> [PASSAGE PROVIDED]
--- START ---

The proposed construction of a new dorm complex on the corner of Crosby and East Wheelock Street — the current location of House Center A, colloquially known as “the Onion,” and three tennis courts — is still on hold over a year after its initial suspension. 

Originally announced in 2018, designing the 350-bed dormitory had been underway until the pandemic placed numerous construction projects on hold. Since then, other projects, including the construction of the Irving Institute and renovations to Dartmouth Hall, have recommenced, but the College has not established a timeline for the new residence hall.

According to vice president for institutional projects Josh Keniston, the proposed project quickly became more complicated than expected. 

“It is a tough site to build on: There is a steam line that runs through it, the Onion and tennis courts are there and it is a relatively tight space,” Keniston explained. 

Keniston added that the additional costs associated with these difficulties further complicated construction plans. Despite the delay, Keniston maintains that the site will “likely be used someday” for residence hall construction. 

The process of building new campus facilities is subject to Hanover’s zoning laws and permitting processes. However, according to director of Hanover’s planning, zoning and codes department Robert Houseman, the intersection at Crosby and East Wheelock Street is already zoned for institutional use. 

Houseman explained that given the town’s limited definition of “institutional use,” which excludes student housing except by special exception, dorm building is likely to be permitted at this location, but may involve a lengthy application process.

--- END ---

> [THE DATA]
--- START ---

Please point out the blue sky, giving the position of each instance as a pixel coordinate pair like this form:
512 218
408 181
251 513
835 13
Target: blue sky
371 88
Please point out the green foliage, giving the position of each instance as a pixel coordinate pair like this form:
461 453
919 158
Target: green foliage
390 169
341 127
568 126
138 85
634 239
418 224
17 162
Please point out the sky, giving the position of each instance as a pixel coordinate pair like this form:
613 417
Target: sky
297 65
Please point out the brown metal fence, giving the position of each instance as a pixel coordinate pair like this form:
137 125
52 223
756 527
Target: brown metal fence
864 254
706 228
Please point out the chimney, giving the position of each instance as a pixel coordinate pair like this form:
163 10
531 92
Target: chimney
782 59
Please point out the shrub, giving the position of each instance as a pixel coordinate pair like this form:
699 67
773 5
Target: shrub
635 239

--- END ---
--- START ---

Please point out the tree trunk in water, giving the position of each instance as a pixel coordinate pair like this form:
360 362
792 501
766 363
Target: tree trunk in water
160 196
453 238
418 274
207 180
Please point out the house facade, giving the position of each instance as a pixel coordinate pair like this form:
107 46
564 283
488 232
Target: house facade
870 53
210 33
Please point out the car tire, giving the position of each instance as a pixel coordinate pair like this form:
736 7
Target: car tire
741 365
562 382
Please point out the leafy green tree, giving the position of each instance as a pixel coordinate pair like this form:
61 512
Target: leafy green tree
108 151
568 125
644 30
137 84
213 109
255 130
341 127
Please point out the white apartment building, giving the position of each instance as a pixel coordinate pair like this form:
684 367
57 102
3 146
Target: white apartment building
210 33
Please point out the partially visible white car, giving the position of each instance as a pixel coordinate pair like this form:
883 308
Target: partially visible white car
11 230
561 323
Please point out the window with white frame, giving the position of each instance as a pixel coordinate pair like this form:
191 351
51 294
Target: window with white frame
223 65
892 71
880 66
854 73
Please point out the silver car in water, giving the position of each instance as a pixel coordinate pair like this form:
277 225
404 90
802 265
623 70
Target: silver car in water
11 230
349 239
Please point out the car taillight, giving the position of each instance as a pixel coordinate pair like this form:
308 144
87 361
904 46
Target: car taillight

--- END ---

> [TASKS]
(a) Edit the stretch of the passage about the dorm project from "According to vice" through "for institutional use.", replacing "steam line" with "utility line".
(b) Answer these questions using the passage about the dorm project:
(i) How many beds was the planned dormitory to have?
(ii) In what year was the dormitory originally announced?
(iii) Which Hanover department does Robert Houseman direct?
(c) List every construction project mentioned in the passage about the dorm project.
The material that comes after the passage about the dorm project is separate from it.

> [ANSWERS TO THE EXERCISE]
(a)
According to vice president for institutional projects Josh Keniston, the proposed project quickly became more complicated than expected. 

“It is a tough site to build on: There is a utility line that runs through it, the Onion and tennis courts are there and it is a relatively tight space,” Keniston explained. 

Keniston added that the additional costs associated with these difficulties further complicated construction plans. Despite the delay, Keniston maintains that the site will “likely be used someday” for residence hall construction. 

The process of building new campus facilities is subject to Hanover’s zoning laws and permitting processes. However, according to director of Hanover’s planning, zoning and codes department Robert Houseman, the intersection at Crosby and East Wheelock Street is already zoned for institutional use.

(b)
(i) 350 beds.
(ii) 2018.
(iii) The planning, zoning and codes department.

(c)
- The new dorm complex (residence hall) on the corner of Crosby and East Wheelock Street
- The construction of the Irving Institute
- The renovations to Dartmouth Hall